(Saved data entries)
== == ==
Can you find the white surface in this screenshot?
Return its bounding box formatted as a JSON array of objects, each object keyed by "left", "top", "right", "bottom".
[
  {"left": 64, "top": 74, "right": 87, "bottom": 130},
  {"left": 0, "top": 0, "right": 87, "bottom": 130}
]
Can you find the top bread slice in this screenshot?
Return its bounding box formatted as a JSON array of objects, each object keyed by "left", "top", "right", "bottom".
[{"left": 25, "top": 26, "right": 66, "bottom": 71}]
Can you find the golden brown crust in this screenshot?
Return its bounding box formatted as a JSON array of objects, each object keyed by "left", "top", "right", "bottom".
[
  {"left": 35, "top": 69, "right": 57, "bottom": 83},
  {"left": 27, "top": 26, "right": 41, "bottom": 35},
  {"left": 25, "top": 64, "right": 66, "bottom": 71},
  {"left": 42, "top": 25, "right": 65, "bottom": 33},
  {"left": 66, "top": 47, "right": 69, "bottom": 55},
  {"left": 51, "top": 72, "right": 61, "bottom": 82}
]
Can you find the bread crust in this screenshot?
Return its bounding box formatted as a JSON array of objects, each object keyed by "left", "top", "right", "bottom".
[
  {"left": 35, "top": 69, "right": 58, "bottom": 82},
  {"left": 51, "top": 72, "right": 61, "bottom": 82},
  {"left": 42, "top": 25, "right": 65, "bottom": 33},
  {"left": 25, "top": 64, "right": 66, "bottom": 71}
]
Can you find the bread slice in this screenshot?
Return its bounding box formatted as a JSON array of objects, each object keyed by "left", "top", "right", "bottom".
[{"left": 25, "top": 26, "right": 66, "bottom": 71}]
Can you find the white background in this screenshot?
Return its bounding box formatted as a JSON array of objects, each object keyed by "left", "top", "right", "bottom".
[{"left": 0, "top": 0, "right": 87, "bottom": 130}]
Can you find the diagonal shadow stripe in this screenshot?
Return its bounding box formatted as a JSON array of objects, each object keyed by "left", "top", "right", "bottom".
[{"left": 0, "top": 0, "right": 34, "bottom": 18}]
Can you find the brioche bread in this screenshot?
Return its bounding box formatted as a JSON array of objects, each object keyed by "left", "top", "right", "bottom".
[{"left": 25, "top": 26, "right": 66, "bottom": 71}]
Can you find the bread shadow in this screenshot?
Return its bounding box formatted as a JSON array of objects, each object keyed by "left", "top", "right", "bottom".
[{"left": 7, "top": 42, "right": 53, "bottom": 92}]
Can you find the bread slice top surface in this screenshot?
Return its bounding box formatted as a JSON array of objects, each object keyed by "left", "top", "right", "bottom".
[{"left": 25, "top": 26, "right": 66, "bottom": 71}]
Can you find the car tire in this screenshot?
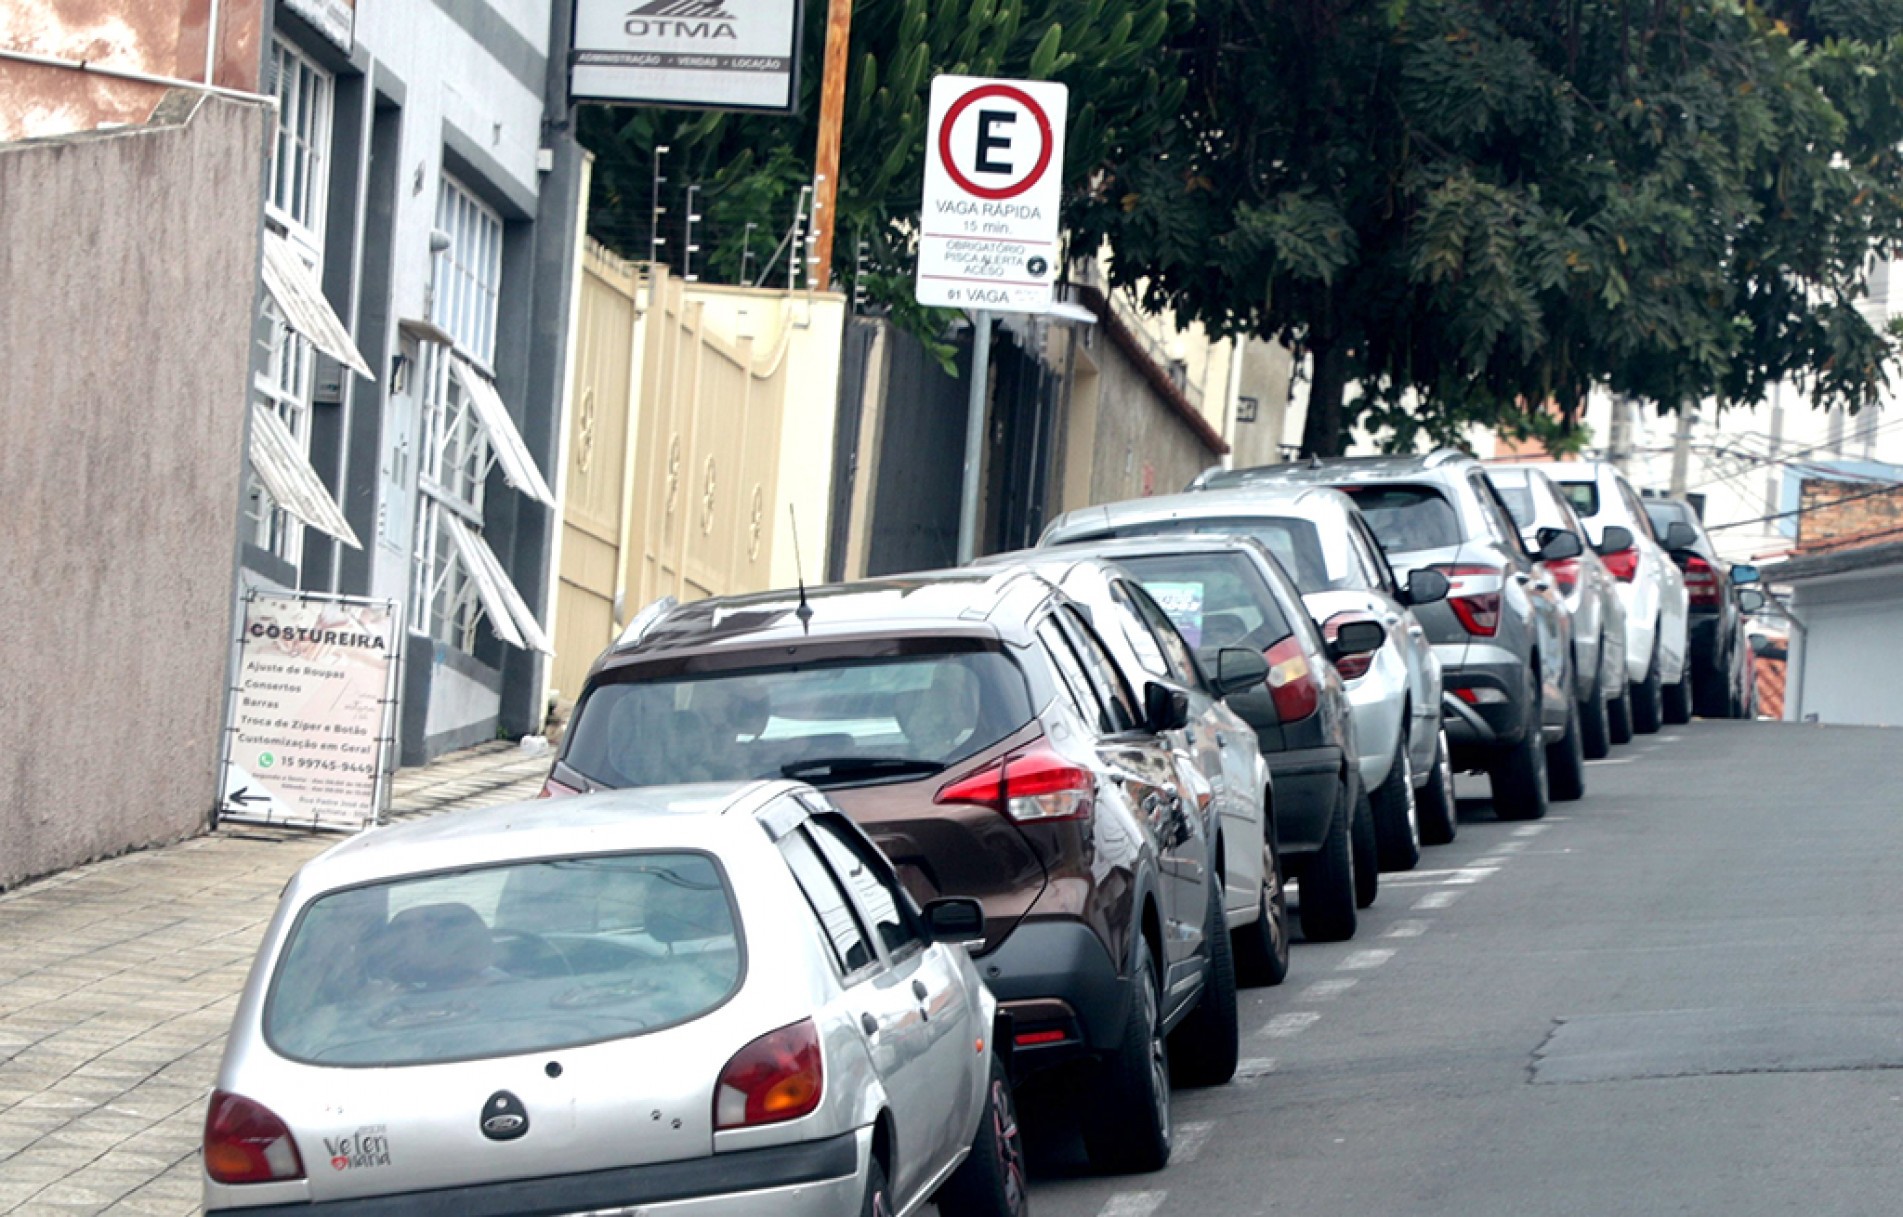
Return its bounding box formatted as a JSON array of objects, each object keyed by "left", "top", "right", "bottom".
[
  {"left": 1350, "top": 782, "right": 1379, "bottom": 909},
  {"left": 1234, "top": 836, "right": 1290, "bottom": 987},
  {"left": 1608, "top": 684, "right": 1635, "bottom": 745},
  {"left": 1298, "top": 803, "right": 1358, "bottom": 943},
  {"left": 1579, "top": 667, "right": 1611, "bottom": 760},
  {"left": 1418, "top": 728, "right": 1459, "bottom": 846},
  {"left": 935, "top": 1053, "right": 1028, "bottom": 1217},
  {"left": 1664, "top": 668, "right": 1694, "bottom": 725},
  {"left": 1490, "top": 665, "right": 1550, "bottom": 821},
  {"left": 1370, "top": 740, "right": 1422, "bottom": 872},
  {"left": 1632, "top": 634, "right": 1664, "bottom": 734},
  {"left": 862, "top": 1157, "right": 893, "bottom": 1217},
  {"left": 1170, "top": 880, "right": 1240, "bottom": 1088},
  {"left": 1083, "top": 937, "right": 1171, "bottom": 1174},
  {"left": 1547, "top": 694, "right": 1587, "bottom": 802}
]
== == ==
| What this task involves |
Each entry above must be restated word for word; the pictures stay out of the copy.

| Answer for the task |
Can you find the white surface in this screenshot?
Return its bounding box formatted as a JSON array of objects, each object keyed by "left", "top", "right", "bottom".
[
  {"left": 64, "top": 74, "right": 87, "bottom": 130},
  {"left": 0, "top": 0, "right": 87, "bottom": 130}
]
Can you find the top bread slice in this screenshot?
Return its bounding box formatted as a JSON array of objects, each object keyed by "left", "top", "right", "bottom".
[{"left": 25, "top": 26, "right": 66, "bottom": 71}]
Can you find the golden brown crust in this screenshot?
Return its bounding box formatted as a JSON array of objects, each object keyed by "left", "top", "right", "bottom".
[
  {"left": 35, "top": 69, "right": 57, "bottom": 83},
  {"left": 27, "top": 26, "right": 41, "bottom": 35},
  {"left": 25, "top": 64, "right": 66, "bottom": 71},
  {"left": 42, "top": 25, "right": 65, "bottom": 33},
  {"left": 66, "top": 47, "right": 69, "bottom": 55},
  {"left": 51, "top": 72, "right": 61, "bottom": 82}
]
Can you find the bread crust in this screenshot?
Return its bounding box formatted as a JSON array of objects, each object keyed by "left", "top", "right", "bottom".
[
  {"left": 35, "top": 69, "right": 58, "bottom": 82},
  {"left": 51, "top": 72, "right": 61, "bottom": 82},
  {"left": 42, "top": 25, "right": 65, "bottom": 33},
  {"left": 25, "top": 64, "right": 66, "bottom": 71}
]
Can you find the bread slice in this screenshot?
Return its bounding box formatted as a JSON array of objects, each object keyed by "left", "top", "right", "bottom".
[{"left": 25, "top": 26, "right": 66, "bottom": 71}]
Can you find the white background in this screenshot?
Return its bounding box formatted as a JSON array of objects, each object keyed by "left", "top", "right", "bottom".
[{"left": 0, "top": 0, "right": 87, "bottom": 130}]
Can you find the diagonal shadow stripe in this screenshot?
Return its bounding box formatted as a JSON array of objects, each object keyed by "left", "top", "right", "bottom".
[{"left": 0, "top": 0, "right": 34, "bottom": 18}]
Can you find the brioche bread in this screenshot?
Return its bounding box formatted as a JSON array of objects, each object keyed by "left", "top", "right", "bottom".
[{"left": 25, "top": 26, "right": 66, "bottom": 71}]
Can you find the bread shadow in this screenshot?
Return its bounding box formatted as a JSON array of objects, each object keyed by "left", "top", "right", "bottom".
[{"left": 7, "top": 42, "right": 53, "bottom": 92}]
Can you find the bread slice top surface in this screenshot?
Return its bounding box formatted as a JSON array of objects, each object keyed by "left", "top", "right", "bottom".
[{"left": 25, "top": 26, "right": 66, "bottom": 71}]
Can you find the car tire in this screenshot?
Return its bounding box formatted as a JSON array of objects, each object keyed by "left", "top", "right", "bottom".
[
  {"left": 1350, "top": 782, "right": 1379, "bottom": 909},
  {"left": 1234, "top": 836, "right": 1290, "bottom": 987},
  {"left": 1608, "top": 684, "right": 1635, "bottom": 745},
  {"left": 1298, "top": 803, "right": 1358, "bottom": 943},
  {"left": 1579, "top": 667, "right": 1611, "bottom": 760},
  {"left": 1418, "top": 728, "right": 1459, "bottom": 846},
  {"left": 935, "top": 1053, "right": 1028, "bottom": 1217},
  {"left": 1664, "top": 668, "right": 1694, "bottom": 725},
  {"left": 1490, "top": 665, "right": 1550, "bottom": 821},
  {"left": 1370, "top": 740, "right": 1422, "bottom": 872},
  {"left": 1632, "top": 634, "right": 1664, "bottom": 734},
  {"left": 862, "top": 1157, "right": 893, "bottom": 1217},
  {"left": 1170, "top": 880, "right": 1240, "bottom": 1088},
  {"left": 1083, "top": 937, "right": 1171, "bottom": 1174},
  {"left": 1547, "top": 694, "right": 1587, "bottom": 802}
]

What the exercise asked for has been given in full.